▶ [Activity] Keeping each word and mark in place, write out the full listing once more.

━━━ Dataset records

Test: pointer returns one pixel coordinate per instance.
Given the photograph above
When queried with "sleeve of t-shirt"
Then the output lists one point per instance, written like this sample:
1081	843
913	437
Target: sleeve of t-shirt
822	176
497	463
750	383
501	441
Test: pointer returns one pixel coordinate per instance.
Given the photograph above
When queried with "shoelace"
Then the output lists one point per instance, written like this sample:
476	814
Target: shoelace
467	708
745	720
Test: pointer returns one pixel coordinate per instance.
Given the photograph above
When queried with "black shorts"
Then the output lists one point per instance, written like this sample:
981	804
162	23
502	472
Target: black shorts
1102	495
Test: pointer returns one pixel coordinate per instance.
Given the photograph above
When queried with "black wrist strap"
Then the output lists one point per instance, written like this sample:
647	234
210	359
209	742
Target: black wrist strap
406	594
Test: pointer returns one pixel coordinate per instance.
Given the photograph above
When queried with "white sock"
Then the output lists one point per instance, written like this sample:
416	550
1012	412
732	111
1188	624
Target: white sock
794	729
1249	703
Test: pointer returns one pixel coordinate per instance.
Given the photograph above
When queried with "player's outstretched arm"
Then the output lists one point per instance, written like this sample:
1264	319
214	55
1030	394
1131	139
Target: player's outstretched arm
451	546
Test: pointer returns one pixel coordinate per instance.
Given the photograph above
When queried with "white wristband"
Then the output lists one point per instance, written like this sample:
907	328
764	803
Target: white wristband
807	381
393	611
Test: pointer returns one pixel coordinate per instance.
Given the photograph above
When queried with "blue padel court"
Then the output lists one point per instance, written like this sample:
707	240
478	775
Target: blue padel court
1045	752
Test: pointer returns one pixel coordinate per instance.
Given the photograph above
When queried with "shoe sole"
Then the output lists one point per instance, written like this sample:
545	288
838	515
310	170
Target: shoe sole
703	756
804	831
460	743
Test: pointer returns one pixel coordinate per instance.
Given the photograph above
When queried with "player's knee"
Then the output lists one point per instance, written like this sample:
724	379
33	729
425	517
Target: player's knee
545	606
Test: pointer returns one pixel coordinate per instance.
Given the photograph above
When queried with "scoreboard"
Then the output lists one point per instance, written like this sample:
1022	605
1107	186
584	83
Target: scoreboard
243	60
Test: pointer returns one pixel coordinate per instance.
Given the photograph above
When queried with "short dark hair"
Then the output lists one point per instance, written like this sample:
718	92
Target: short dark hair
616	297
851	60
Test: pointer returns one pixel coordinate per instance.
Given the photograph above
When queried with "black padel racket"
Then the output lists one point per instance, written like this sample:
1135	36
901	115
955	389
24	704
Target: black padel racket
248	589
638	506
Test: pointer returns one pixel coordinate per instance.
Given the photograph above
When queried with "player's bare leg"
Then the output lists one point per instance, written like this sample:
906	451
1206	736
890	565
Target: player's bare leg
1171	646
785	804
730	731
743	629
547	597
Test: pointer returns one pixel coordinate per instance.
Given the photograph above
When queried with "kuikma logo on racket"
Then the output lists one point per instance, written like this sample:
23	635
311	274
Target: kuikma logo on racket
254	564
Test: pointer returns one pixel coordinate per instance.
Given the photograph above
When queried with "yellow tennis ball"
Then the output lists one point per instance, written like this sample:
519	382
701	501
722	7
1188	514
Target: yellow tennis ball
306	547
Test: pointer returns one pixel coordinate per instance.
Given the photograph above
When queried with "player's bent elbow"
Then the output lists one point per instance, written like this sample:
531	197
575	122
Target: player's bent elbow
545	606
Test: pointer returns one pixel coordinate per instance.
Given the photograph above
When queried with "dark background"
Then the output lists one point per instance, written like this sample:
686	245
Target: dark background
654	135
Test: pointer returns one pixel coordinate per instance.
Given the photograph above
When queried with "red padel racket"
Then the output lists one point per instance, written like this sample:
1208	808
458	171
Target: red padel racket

━━━━━━

▶ [Written response]
Test: pointer returns one pixel coordinate per instance.
Given the photograph above
When queried with "sleeve of t-shirt"
Then the output lists one point per instance, written like this sample:
1081	843
913	437
Target: sleeve of t-shirt
822	176
497	463
750	383
501	441
Test: pointer returns one pixel coordinate per instance.
Given the photograph above
When queried with "shoelace"
Then the output lists one point per instance, written like this sample:
476	814
Target: shoelace
467	708
745	720
Test: pointer returns one pixel coordinate per instance.
Given the photograph above
When queried with "black shorts"
Then the output lists one point per instance, written like this sample:
981	804
162	23
502	472
Target: black shorts
1102	495
Test: pointer returns one pixel coordinate per instance.
Given the photograph above
When queried with "black wrist strap"
Then the output lists one point per instance, written like this sample:
647	234
210	359
209	742
Target: black wrist strap
406	594
Test: pointer returns one pixel coordinate per instance.
Given the photograph above
When queried with "white sock"
Then the output lists one point per instance, written like this sample:
416	550
1012	412
732	111
1188	624
Target: white sock
794	729
1249	703
Test: pointer returns one pixel coordinate per instance.
Given the photograph above
When queried with "player's outstretched arm"
Then the output lists one point per instance, written like this sample:
1264	319
214	55
1030	394
1131	139
Target: player's outstretched arm
451	546
Test: pointer returns one pixel coordinate per instance.
Given the photograph above
When queried with "white wristband"
Then the output lists one point per instance, written like this sample:
907	328
764	803
Target: white wristband
807	381
393	611
Test: pointer returns one pixel coordinate per instance.
Given the photograph above
When queried with "blue padel court"
Then the output lists one point per instance, written like this sample:
707	240
478	775
Target: blue padel court
1045	752
Test: pointer returns one pixel coordinate per instance.
Given the photograph above
When queried with "shoe sole"
Then the output lists one point per instance, written like this sample:
545	288
838	515
310	170
Target: shoe sole
703	756
804	831
460	743
Test: pointer returns one pixel coordinate per instance.
Given the photograph above
When queried with "player's knee"
Then the output lists one point per instance, written like this sample:
724	379
33	729
425	517
Target: player's knee
545	606
Test: pointer returns one pixel coordinate per instance.
Given the photograph above
When queried with "scoreboard"
Then the output lists one point per instance, written like this sample:
1022	605
1107	186
584	83
Target: scoreboard
243	60
Test: pointer returns one pixel coordinate per instance.
Given the photograph above
When queried with "short dark hair"
Then the output lists one point per instance, written like this sample:
718	92
Target: short dark hair
616	297
851	60
Test: pointer returns one pixel coordinate per instance.
Given the photograph above
When queried with "black padel racket"
Then the output lists one point per instance, written like this sample:
1135	36
901	115
955	389
24	704
Target: black padel racket
248	589
638	506
Test: pointer returns one pixel coordinate per instance.
Given the photograph above
When queried with "player's bare leg"
Then the output lists one point per instance, written like this sample:
906	451
1206	736
890	565
Target: player's bare leg
1171	646
785	804
730	731
743	629
547	597
Test: pointer returns one pixel coordinate per instance.
Given the photograph above
When queried with "kuikma logo on racket"
Then the output lists one point per instance, written like this sample:
23	635
311	274
Target: kuikma logo on racket
254	564
Test: pointer returns one pixel coordinate per instance.
Given the photograph above
When queried with "yellow tennis ball"
Then the output lists one point per instance, written like this sample:
519	382
701	501
722	7
1188	514
Target: yellow tennis ball
306	547
Test: pointer returns one pixel coordinate per instance.
Given the photograph above
When queried with "player's bent elbow"
Then the output lists one point per instance, written like this sample:
531	197
575	122
Target: player's bent elbow
545	606
Test: pointer returns one pixel coordinate per instance.
Given the photograph above
When queried with "dark background"
Then the output lists one point per instance, written like this sample:
686	245
Target: dark background
654	135
Test: pointer returns one pixel coordinate per instance.
Given the photograph above
When queried with "red padel racket"
Then the output lists one point per instance, written like this sample:
1208	808
458	171
Target: red padel racket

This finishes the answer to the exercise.